*Directions*:
(1) In the commentary on Exodus 32, which work by Tolkien is recommended for its depiction of original sin?
(2) Quote the commentary on Exodus 32 word for word, starting at "It takes the" and ending at "creatures and creation.".
* START Article *
It takes the death of the unique Son of God, Jesus, his burial, resurrection, and ascension to overcome sin and its fruit of sins and that curse’s defiling of things.
The nature of that original sin is speculative, and it is probably a mash up of multiple faithless thoughts and actions. I think Tolkien’s depiction in the Silmarillion is pretty good, and worth your time if you wish to give that classic a read.
What we know is that sin brought about the spoiling and defiling of creatures and creation.
In Exodus 32 a particularly grievous sin has manifested itself in the people of God. This terrible trifecta of sin is specifically addressed in the covenant God has made with his people and written with his own finger on stone tablets for Moses to take to the people for covenantal record.
The people have broken the first three commandments.
First, they have taken up the worship of another god.
Second, they have made an image of that god.
Third, they have vainly used Yahweh’s name by applying his name to this god and its image.
Exodus 32’s tone is angry, dark, yet hopeful. It is good for us to feel this tone deep in our bones.
God has good for us in his word when he shows us the darkness sin brings. Light and beauty are never brighter and more glorious than when they are beheld after seeing and experiencing dark and ugly. We only really appreciate good when we’ve tasted bad.
So, let’s look at the end of Exodus 32.
Moses witnesses the idolatry of the people and rightly responds with holy anger. V. 15-20
Moses and Joshua see what is going on, and Moses is angry.
Hang with me here. Anger is a tricky emotion. Anger has to be navigated with care, but it is not innately bad because God himself gets angry. To experience anger is to ontologically experience part of what it is to be created in the Holy God’s image. Anger has functional purpose for God and God’s image-bearing ambassadors.
The challenge with our anger is to control it in such a way that what angers God angers us the way it angers God in order to drive us to the purposeful actions of God.
Illustration: If you are angered by child trafficking, you are to channel that anger into the purposeful actions of God to rescue trafficked children in every way from knowledge of the depth of the evil to rescue to rehabilitation to justice for them in exterminating the traffickers.
* END Article *
* START Dataset section *
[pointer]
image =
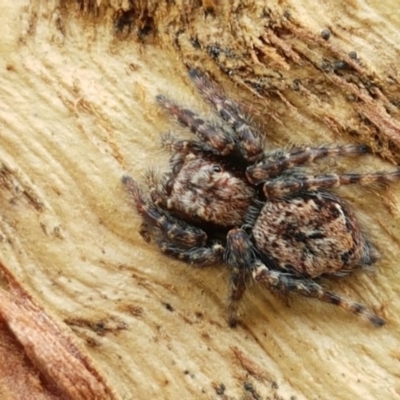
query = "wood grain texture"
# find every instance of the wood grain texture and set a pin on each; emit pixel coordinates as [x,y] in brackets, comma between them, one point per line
* END Dataset section *
*Worked solutions*:
(1) The Silmarillion

(2)
It takes the death of the unique Son of God, Jesus, his burial, resurrection, and ascension to overcome sin and its fruit of sins and that curse’s defiling of things.
The nature of that original sin is speculative, and it is probably a mash up of multiple faithless thoughts and actions. I think Tolkien’s depiction in the Silmarillion is pretty good, and worth your time if you wish to give that classic a read.
What we know is that sin brought about the spoiling and defiling of creatures and creation.